Text passage START
Neural Networks
Georg Schnitger put me onto neural networks in 1985. This led to a cool and productive collaboration
that lasted half a decade and a research interest that lasted a full decade into the 1990s.
Other coauthors include colleague Piotr Berman,
my Penn State PhD student
Zoran Obradovic,
and
my UNT PhD student Hung-Li Tseng.
Knowledge, Understanding, and Complexity (1997)
I. Parberry,
"Knowledge, Understanding, and
Computational Complexity",
in Optimality in Biological and Artificial Networks?,
Chapter 8, pp. 125-144,
(D.S. Levine, W.R. Elsberry, Eds.),
Lawrence Erlbaum Associates, 1997.
[pdf]
Abstract
Searle's arguments that intelligence cannot arise from formal programs are refuted
by arguing that his analogies and thought-experiments are fundamentally flawed: he
imagines a world in which computation is free. It is argued instead that although cognition
may in principle be realized by symbol processing machines, such a computation
is likely to have resource requirements that would prevent a symbol processing program
for cognition from being designed, implemented, or executed. In the course of the
argument the following observations are made: (1) A system can have knowledge, but
no understanding. (2) Understanding is a method by which cognitive computations
are carried out with limited resources. (3) Introspection is inadequate for analyzing
the mind. (4) Simulation of the brain by a computer is unlikely not because of the
massive computational power of the brain, but because of the overhead required when
one model of computation is simulated by another. (5) Intentionality is a property that
arises from systems of sufficient computational power that have the appropriate design.
(6) Models of cognition can be developed in direct analogy with technical results from
the field of computational complexity theory.
Author's Comment:
The philosophy journals rejected this because it had too much Computer Science
content, and the Computer Science journals rejected it because it had too much
philosophy content. This was perhaps my first exposure to the problems with attempting
to publish seminal results in an as-yet-unestablished interdisciplinary area.
I published it as a chapter in a book. These days the area is quite well established and
I do get a significant number of citations for this paper, although most of them cite
the Technical Report version rather than the book version for some reason.
Circuit Complexity (1996)
I. Parberry,
"Circuit Complexity and Feedforward Neural Networks",
in Mathematical Perspectives on Neural Networks,
(P. Smolensky, M. Mozer, D. Rumelhart, Eds.),
Lawrence Erlbaum Associates, pp. 85-111, 1996.
[pdf]
Abstract
Circuit complexity, a subfield of computational complexity theory, can be used to analyze how
the resource usage of neural networks scales with problem size. The computational complexity
of discrete feedforward neural networks is surveyed, with a comparison of classical circuits to
circuits constructed from gates that compute weighted majority functions.
Hopfield Networks (1996)
H.-L. Tseng and
I. Parberry,
"Are Hopfield Networks Faster Than Conventional Computers?",
Proceedings of the 9th Conference
on Neural Information Systems - Natural and Synthetic,
pp. 239-245, Denver, Colorado, 1996.
Text passage END
Record extracts START
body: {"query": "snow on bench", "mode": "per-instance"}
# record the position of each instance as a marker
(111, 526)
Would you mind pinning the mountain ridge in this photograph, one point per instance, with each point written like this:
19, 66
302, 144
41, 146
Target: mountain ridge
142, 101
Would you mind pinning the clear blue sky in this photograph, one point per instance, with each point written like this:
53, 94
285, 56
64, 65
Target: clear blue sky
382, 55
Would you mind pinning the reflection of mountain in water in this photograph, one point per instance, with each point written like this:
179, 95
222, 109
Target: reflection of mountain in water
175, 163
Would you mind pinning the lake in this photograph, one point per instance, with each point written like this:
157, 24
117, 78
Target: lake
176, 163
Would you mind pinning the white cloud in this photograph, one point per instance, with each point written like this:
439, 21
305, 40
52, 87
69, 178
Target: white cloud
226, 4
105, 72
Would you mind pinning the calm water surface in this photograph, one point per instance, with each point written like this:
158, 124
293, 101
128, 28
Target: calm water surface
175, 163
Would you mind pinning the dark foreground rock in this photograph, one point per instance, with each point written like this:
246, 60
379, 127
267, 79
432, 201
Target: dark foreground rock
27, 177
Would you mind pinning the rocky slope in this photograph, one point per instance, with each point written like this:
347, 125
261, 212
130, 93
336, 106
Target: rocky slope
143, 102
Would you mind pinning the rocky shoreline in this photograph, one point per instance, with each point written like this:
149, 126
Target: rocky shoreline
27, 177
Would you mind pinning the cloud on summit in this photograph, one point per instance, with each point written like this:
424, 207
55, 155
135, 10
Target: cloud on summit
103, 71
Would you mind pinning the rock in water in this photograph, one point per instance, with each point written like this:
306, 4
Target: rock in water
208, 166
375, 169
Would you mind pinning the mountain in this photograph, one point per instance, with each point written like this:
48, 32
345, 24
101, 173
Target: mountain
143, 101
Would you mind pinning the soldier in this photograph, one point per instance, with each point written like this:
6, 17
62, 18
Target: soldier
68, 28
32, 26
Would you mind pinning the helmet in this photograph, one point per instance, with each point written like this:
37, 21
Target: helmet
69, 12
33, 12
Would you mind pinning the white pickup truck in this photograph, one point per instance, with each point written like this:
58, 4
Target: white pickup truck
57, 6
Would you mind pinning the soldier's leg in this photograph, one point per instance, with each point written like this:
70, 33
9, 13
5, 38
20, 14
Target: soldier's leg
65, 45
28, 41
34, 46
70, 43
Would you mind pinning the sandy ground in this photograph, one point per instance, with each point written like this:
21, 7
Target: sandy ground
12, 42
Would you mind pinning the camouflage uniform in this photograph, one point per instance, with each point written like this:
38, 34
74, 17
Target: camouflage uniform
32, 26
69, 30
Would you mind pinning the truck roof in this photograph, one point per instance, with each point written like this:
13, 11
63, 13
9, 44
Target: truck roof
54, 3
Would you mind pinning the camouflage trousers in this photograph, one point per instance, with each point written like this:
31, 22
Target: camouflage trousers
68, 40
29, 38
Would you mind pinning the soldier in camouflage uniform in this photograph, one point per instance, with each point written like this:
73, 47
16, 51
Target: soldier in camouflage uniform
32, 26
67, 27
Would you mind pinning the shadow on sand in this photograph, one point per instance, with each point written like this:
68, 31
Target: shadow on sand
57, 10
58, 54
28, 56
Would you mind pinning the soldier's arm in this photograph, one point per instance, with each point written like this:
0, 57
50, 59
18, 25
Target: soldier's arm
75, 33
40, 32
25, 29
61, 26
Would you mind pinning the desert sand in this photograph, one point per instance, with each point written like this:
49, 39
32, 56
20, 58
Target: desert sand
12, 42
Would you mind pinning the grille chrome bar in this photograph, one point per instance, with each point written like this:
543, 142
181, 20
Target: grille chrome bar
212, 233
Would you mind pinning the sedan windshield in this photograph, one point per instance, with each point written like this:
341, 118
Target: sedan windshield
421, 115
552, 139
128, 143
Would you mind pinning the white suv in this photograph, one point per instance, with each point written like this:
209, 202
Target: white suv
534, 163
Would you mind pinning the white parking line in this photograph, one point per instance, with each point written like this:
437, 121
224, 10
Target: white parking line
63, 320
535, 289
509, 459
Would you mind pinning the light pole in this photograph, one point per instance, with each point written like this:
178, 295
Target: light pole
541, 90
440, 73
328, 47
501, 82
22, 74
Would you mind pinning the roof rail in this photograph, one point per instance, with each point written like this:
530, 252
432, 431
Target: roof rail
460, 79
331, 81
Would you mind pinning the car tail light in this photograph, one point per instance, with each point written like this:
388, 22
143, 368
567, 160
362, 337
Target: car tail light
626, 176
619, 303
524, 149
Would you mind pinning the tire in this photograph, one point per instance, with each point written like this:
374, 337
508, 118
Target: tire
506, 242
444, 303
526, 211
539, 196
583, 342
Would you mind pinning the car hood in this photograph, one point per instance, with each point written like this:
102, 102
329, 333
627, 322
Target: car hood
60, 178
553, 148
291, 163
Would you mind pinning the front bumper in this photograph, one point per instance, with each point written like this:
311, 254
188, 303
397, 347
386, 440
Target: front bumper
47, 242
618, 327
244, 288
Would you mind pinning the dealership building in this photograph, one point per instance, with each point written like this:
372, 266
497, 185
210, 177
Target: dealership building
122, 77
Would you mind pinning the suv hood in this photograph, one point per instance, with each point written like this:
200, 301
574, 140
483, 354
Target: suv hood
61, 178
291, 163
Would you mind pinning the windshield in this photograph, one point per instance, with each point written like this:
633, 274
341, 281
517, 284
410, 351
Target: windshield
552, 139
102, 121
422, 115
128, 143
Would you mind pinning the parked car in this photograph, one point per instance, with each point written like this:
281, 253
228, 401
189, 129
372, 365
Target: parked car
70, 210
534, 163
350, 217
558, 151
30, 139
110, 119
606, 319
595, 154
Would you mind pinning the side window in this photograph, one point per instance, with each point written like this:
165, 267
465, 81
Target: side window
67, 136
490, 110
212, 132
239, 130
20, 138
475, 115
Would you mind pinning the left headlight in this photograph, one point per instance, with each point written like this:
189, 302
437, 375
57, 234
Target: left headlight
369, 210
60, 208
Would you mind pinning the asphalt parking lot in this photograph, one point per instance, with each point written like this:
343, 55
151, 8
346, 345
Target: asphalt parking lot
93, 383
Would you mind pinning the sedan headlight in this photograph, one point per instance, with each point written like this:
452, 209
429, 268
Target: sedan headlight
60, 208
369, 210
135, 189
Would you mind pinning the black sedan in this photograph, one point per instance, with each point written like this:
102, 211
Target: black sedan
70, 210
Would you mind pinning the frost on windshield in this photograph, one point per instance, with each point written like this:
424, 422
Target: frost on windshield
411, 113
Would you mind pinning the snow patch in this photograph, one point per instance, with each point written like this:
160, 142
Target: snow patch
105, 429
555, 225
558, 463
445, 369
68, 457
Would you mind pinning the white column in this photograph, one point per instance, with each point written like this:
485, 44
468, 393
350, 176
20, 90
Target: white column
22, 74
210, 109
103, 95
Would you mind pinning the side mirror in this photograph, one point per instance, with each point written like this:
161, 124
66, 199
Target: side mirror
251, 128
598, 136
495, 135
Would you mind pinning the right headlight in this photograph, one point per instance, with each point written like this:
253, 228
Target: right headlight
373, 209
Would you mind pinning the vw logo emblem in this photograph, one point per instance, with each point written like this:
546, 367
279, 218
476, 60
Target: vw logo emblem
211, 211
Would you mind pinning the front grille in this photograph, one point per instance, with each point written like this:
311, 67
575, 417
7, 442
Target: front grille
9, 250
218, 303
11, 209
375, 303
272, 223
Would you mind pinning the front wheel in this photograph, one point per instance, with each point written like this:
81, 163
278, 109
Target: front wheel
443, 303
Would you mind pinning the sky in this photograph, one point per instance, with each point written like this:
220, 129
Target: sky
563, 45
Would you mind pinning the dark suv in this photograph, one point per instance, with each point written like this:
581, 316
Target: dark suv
Record extracts END
• [Exercise requirements]
[1] According to the neural networks page, who introduced the writer to neural networks in 1985?
[2] Repeat the part of the neural networks page that opens with the words containing "Hopfield Networks (1996)" and closes with "Denver, Colorado, 1996.".

• [Answers for this exercise]
[1] Georg Schnitger

[2]
Hopfield Networks (1996)
H.-L. Tseng and
I. Parberry,
"Are Hopfield Networks Faster Than Conventional Computers?",
Proceedings of the 9th Conference
on Neural Information Systems - Natural and Synthetic,
pp. 239-245, Denver, Colorado, 1996.